Work instruction:
Given the entries below, copy each of them out exactly.

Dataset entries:
►

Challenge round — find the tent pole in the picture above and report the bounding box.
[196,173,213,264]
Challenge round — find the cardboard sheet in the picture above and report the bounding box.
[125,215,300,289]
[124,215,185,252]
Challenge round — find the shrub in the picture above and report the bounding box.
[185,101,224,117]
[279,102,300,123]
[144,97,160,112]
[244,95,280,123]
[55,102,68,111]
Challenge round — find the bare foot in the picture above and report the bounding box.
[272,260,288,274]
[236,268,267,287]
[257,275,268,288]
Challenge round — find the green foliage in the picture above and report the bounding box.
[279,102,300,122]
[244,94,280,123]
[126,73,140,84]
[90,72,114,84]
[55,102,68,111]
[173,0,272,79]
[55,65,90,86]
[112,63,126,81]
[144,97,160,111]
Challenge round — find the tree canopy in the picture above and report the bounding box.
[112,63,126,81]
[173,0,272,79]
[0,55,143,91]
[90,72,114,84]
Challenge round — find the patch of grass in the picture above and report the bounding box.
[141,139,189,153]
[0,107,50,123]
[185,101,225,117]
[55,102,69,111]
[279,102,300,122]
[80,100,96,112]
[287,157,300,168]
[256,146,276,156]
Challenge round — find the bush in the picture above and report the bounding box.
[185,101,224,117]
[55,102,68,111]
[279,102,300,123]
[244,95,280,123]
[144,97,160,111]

◄

Reply to the exercise:
Challenge round — find the tent pole in the picture above and report the bounding box.
[196,173,213,264]
Challenge round — find the cardboard sheet in the picture above and report the bounding box.
[125,215,300,289]
[124,215,185,252]
Challenge round — find the shrub in the picture above and report the bounding box.
[185,101,224,117]
[279,102,300,123]
[144,97,160,112]
[244,95,280,123]
[55,102,68,111]
Challenge round — find the bare foot in the picture above and report the bounding box.
[272,260,288,274]
[236,268,267,287]
[257,275,268,288]
Challenge round — find the green foliage in the picture above and report the bounding box.
[279,102,300,122]
[244,94,280,123]
[126,73,140,84]
[90,72,114,84]
[55,102,68,111]
[173,0,272,79]
[55,65,90,86]
[112,63,126,81]
[144,97,160,111]
Challenge round — find the tree canopy in the picture above and report the bounding box.
[112,63,126,81]
[173,0,272,79]
[0,55,143,91]
[90,72,114,84]
Challenge round — find the patch of grass in the picture above and report the bounding box.
[141,139,189,153]
[0,107,50,123]
[185,101,225,117]
[55,102,69,111]
[279,102,300,122]
[80,100,96,112]
[287,157,300,168]
[256,146,276,156]
Challenge round — find the bush in the picture above and report the bounding box.
[185,101,224,117]
[55,102,68,111]
[279,102,300,123]
[244,95,280,123]
[144,97,160,111]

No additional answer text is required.